── Dataset extract ──

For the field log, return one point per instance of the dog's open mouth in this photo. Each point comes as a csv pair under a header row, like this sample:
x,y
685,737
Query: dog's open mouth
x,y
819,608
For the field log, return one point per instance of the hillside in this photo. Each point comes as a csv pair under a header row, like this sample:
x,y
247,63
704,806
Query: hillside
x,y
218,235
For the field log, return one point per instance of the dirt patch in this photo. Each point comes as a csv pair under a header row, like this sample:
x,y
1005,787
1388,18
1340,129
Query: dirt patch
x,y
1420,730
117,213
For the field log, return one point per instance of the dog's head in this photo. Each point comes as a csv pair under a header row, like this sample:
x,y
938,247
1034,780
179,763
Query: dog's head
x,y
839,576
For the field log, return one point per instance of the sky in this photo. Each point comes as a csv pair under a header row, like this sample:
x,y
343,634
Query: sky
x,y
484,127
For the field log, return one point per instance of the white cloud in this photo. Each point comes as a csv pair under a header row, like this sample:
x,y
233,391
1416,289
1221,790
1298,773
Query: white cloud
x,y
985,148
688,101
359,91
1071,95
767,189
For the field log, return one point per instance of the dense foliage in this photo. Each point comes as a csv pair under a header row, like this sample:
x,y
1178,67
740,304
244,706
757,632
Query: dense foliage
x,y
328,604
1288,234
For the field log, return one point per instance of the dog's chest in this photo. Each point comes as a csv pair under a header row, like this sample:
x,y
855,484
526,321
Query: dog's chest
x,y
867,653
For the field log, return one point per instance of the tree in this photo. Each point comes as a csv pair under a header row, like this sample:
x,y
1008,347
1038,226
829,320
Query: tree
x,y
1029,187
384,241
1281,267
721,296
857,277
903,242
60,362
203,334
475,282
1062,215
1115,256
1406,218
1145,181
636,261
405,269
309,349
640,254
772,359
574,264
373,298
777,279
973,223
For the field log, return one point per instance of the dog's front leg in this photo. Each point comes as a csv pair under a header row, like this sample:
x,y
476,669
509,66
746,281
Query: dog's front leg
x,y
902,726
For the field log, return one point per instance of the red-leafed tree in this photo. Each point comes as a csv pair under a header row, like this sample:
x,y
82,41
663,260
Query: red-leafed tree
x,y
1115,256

───

## What to do:
Please format every line of the listing above as a JSON list of strings, one string per line, with blank lines left out.

## Completed task:
[
  "For the field log, return one point per instance of the dog's open mouth in this photo. Each point comes as a csv pair under a header row, like this sample:",
  "x,y",
  "685,737",
  "Query: dog's open mouth",
  "x,y",
  "819,608",
  "For the field log, return one point per instance of the hillside in this photo. Each point comes as a csv pair under a header row, like this sample:",
  "x,y",
  "247,63",
  "704,806",
  "Query: hillside",
  "x,y",
  "218,235",
  "For the field log, return one point per instance of the dirt patch in this photo. Each point comes as a csv pair under a header row, like this sample:",
  "x,y",
  "1005,787",
  "1388,18",
  "1340,129",
  "Query: dirt patch",
  "x,y",
  "1420,730",
  "117,213",
  "For the field log, return one point per instance of the dog's head in this photo. Each point comes as a csv pair under a header row, like this sample:",
  "x,y",
  "938,247",
  "1034,780",
  "179,763",
  "Query: dog's head",
  "x,y",
  "839,576",
  "For the field log, return one point per instance of the sky in this photo. Each point comes as a csv pair under a header row, like this sample:",
  "x,y",
  "343,634",
  "Query: sky",
  "x,y",
  "484,127",
  "For the field log, return one point per instance of the white cloud in this photo. Each point comes as a csv pair under a header row, like this sample:",
  "x,y",
  "233,391",
  "1416,289",
  "1221,790",
  "1298,773",
  "Query: white cloud",
  "x,y",
  "985,148",
  "688,101",
  "359,91",
  "1071,95",
  "767,189",
  "For the field log, return one point per instance of the dense foliage in this photo. Each point comes as a csv pair under a header row, like this sample:",
  "x,y",
  "1178,67",
  "740,304",
  "244,706",
  "757,632",
  "Query: dense foliage",
  "x,y",
  "328,604",
  "1288,234",
  "For the field log, return one point per instance of the dog's chest in this photo. Each point comes as a csv pair under a header row, like this sample:",
  "x,y",
  "855,484",
  "526,321",
  "Query: dog's chest",
  "x,y",
  "867,653",
  "For the field log, return one point per instance of the tree in this photo. Each point comes as a csv pair under a header row, like this sample:",
  "x,y",
  "1008,347",
  "1038,226",
  "829,320",
  "Query: tree",
  "x,y",
  "1029,187",
  "384,241",
  "1281,267",
  "721,296",
  "857,277",
  "903,242",
  "60,362",
  "203,334",
  "475,282",
  "1062,215",
  "1115,256",
  "1406,218",
  "1145,181",
  "636,261",
  "405,269",
  "309,349",
  "640,254",
  "772,359",
  "574,264",
  "373,298",
  "777,279",
  "973,223",
  "For the field log, return one point per instance of the dog's front leg in this photo. Each point comes as a csv pair under a header row, like this sample:",
  "x,y",
  "476,669",
  "509,66",
  "746,281",
  "Query: dog's front leg",
  "x,y",
  "902,726",
  "For the field log, return one point per instance of the red-leafed tree in this photo. Each point comes as a csv pair under a header row, like this sample:",
  "x,y",
  "82,41",
  "663,260",
  "Query: red-leafed tree",
  "x,y",
  "1115,256"
]